• **EXTRACTED INFORMATION**:
[start]

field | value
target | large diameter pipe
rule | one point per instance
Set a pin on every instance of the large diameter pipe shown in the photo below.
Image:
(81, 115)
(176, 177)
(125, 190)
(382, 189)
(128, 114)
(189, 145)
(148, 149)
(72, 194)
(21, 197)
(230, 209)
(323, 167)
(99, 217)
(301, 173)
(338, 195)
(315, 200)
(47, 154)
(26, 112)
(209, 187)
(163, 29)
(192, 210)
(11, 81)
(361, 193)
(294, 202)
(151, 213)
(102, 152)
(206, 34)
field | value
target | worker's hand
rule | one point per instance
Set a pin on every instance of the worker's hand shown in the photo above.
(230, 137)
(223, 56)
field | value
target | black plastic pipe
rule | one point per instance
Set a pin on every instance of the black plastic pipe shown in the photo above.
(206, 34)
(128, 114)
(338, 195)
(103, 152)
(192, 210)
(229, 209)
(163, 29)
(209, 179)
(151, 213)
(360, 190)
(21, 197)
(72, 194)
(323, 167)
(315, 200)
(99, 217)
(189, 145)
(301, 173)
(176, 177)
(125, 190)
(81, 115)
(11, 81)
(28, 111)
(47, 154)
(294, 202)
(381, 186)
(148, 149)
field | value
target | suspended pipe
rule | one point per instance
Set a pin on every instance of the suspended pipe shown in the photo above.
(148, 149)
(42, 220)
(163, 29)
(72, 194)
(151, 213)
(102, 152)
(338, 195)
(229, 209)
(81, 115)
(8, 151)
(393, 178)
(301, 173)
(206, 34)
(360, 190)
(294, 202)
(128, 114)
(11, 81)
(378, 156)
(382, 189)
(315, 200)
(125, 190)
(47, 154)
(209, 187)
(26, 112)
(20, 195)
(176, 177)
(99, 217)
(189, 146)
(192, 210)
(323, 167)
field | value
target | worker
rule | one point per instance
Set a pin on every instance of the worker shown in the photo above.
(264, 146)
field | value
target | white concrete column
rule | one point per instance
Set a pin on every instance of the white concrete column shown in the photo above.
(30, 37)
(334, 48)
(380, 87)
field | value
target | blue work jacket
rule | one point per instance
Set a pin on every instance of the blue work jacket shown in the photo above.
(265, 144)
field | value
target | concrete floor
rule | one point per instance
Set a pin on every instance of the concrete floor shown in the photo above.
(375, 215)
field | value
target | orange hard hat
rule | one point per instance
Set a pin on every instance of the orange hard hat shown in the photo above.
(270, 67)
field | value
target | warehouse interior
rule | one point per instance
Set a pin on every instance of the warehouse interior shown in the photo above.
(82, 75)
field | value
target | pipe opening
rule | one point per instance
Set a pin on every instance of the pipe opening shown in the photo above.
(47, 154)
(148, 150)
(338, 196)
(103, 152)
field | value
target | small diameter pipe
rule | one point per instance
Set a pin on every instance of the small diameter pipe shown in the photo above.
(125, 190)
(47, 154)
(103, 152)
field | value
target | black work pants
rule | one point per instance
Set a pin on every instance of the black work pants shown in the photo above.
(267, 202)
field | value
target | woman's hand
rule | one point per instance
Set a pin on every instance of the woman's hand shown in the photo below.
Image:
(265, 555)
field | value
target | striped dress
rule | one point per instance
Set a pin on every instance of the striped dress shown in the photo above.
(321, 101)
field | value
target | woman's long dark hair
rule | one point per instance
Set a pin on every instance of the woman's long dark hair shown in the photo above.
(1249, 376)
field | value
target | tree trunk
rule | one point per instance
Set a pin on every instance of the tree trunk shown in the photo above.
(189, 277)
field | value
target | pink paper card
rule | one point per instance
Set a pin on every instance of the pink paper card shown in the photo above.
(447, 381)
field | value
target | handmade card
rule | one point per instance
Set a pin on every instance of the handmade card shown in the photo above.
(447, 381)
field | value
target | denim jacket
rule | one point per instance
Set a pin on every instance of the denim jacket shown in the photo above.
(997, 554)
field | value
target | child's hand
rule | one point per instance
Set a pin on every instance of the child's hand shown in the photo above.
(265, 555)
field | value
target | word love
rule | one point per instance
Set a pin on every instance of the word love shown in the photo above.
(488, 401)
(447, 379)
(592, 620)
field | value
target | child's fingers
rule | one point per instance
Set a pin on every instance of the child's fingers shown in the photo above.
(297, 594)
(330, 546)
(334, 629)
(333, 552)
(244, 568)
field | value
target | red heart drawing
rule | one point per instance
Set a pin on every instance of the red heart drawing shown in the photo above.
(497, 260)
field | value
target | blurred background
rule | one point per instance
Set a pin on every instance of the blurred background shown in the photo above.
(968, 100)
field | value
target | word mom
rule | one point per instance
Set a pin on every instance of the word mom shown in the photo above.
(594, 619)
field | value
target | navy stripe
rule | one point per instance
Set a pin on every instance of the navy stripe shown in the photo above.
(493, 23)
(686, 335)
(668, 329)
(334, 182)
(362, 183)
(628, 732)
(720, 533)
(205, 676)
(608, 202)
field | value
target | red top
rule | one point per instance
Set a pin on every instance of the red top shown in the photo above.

[end]

• **WHAT TO DO**: Go through the records and print each one exactly.

• **SOLUTION FOR THIS EXERCISE**:
field | value
target | large diameter pipe
rule | one point per instance
Set a pin on every instance of the large diameter pipe shown in the photo below.
Image:
(81, 115)
(176, 177)
(125, 190)
(382, 189)
(128, 114)
(189, 145)
(148, 149)
(72, 194)
(21, 197)
(230, 209)
(323, 167)
(99, 217)
(301, 173)
(338, 195)
(315, 200)
(47, 154)
(26, 112)
(209, 187)
(163, 29)
(192, 210)
(11, 81)
(361, 193)
(294, 202)
(151, 213)
(102, 152)
(206, 34)
field | value
target | worker's hand
rule | one point per instance
Set a pin on every instance of the worker's hand shown in the photo above.
(230, 137)
(223, 56)
field | value
target | black plastic pipe
rule | one point per instance
Set a pin on every instance of the black plastic pipe shown in the photo above.
(206, 34)
(128, 114)
(338, 195)
(103, 152)
(192, 210)
(229, 209)
(163, 29)
(209, 179)
(151, 213)
(360, 190)
(21, 197)
(72, 194)
(323, 167)
(315, 200)
(99, 217)
(189, 145)
(301, 173)
(176, 177)
(125, 190)
(81, 115)
(11, 81)
(28, 111)
(47, 154)
(294, 202)
(381, 186)
(148, 149)
field | value
target | suspended pipe
rule | one point per instance
Set a pin on every instance of the suspended pipe shown in the photo above.
(148, 149)
(42, 220)
(163, 29)
(72, 194)
(151, 213)
(102, 152)
(338, 195)
(229, 209)
(81, 115)
(8, 151)
(393, 178)
(301, 173)
(206, 34)
(360, 190)
(294, 202)
(128, 114)
(11, 81)
(378, 156)
(382, 189)
(315, 200)
(125, 190)
(47, 154)
(209, 187)
(26, 112)
(20, 195)
(176, 177)
(99, 217)
(189, 146)
(192, 210)
(323, 167)
field | value
target | worker
rule | one point per instance
Set a pin on every instance of the worker shown in the photo above.
(264, 146)
field | value
target | white concrete column
rule | one point per instance
Set a pin on every instance of the white concrete column shown in the photo above.
(30, 37)
(334, 48)
(380, 87)
field | value
target | blue work jacket
rule | one point per instance
Set a pin on every instance of the blue work jacket shown in the photo above.
(265, 144)
field | value
target | concrete floor
rule | one point per instance
Set a pin on every instance of the concrete floor shown in the photo above.
(375, 215)
field | value
target | orange hard hat
rule | one point per instance
Set a pin on every instance of the orange hard hat shown in the photo above.
(270, 67)
field | value
target | warehouse interior
rule | one point per instance
Set a pin on every instance of the warehouse interior shown in the photo above.
(82, 75)
field | value
target | pipe opening
rule | one point per instance
Set a pin on every instance of the pipe opening shown in the photo above.
(47, 154)
(148, 150)
(338, 196)
(103, 152)
field | value
target | small diameter pipe
rule | one point per instance
Set a pin on every instance of the small diameter pipe shown in the photo above.
(125, 190)
(47, 154)
(103, 152)
field | value
target | black work pants
rule | one point per instance
Set a pin on every instance of the black work pants shown in the photo above.
(267, 202)
field | value
target | woman's hand
rule | one point per instance
Set a pin on every instance of the woman's hand shown in the photo below.
Image:
(265, 555)
field | value
target | striped dress
rule | one point per instance
Set a pin on every instance of the striped dress shown in the photo above.
(321, 101)
field | value
target | woman's long dark hair
rule | one point per instance
Set a pin on every instance of the woman's long dark hair shown in the photo above.
(1249, 376)
field | value
target | tree trunk
rule | one point per instance
Set a pin on every instance of the tree trunk shown in the photo above.
(189, 277)
field | value
target | pink paper card
rule | one point per instance
Set a pin on every instance of the pink paper card shown in the photo above.
(447, 381)
field | value
target | handmade card
rule | one point per instance
Set a pin on every instance of the handmade card shown in the photo above.
(447, 381)
field | value
target | denim jacket
rule | one point per instance
Set a pin on every instance of the denim jacket shown in the photo above.
(997, 554)
field | value
target | child's hand
rule | one point per instance
Set a pin on every instance of the child's hand shown in the photo above.
(265, 555)
field | value
target | word love
rule | one point per instance
Set a pin on every instance of the word love shown in the photo above.
(488, 401)
(447, 379)
(592, 620)
field | value
target | child's fingers
rule | one point per instance
Set a pin on every instance of the child's fingers shown in the photo above.
(297, 594)
(330, 546)
(334, 629)
(333, 552)
(244, 568)
field | value
target | red heart drawing
rule | one point per instance
Set a pin on every instance of the red heart drawing shown in the photo above.
(497, 260)
field | value
target | blurred background
rule | one point per instance
Set a pin on every instance of the blurred background shown in the photo above.
(968, 100)
field | value
target | word mom
rule | one point per instance
Set a pin on every instance of the word mom shown in the photo above.
(594, 619)
field | value
target | navy stripe
rule | one point per instance
Set a pin on every instance of the navy stripe shown in the photo above.
(493, 23)
(686, 335)
(668, 329)
(334, 182)
(362, 183)
(628, 732)
(720, 533)
(205, 676)
(608, 202)
field | value
target | red top
rule | one point per instance
Set a pin on every instance of the red top shown in the photo above.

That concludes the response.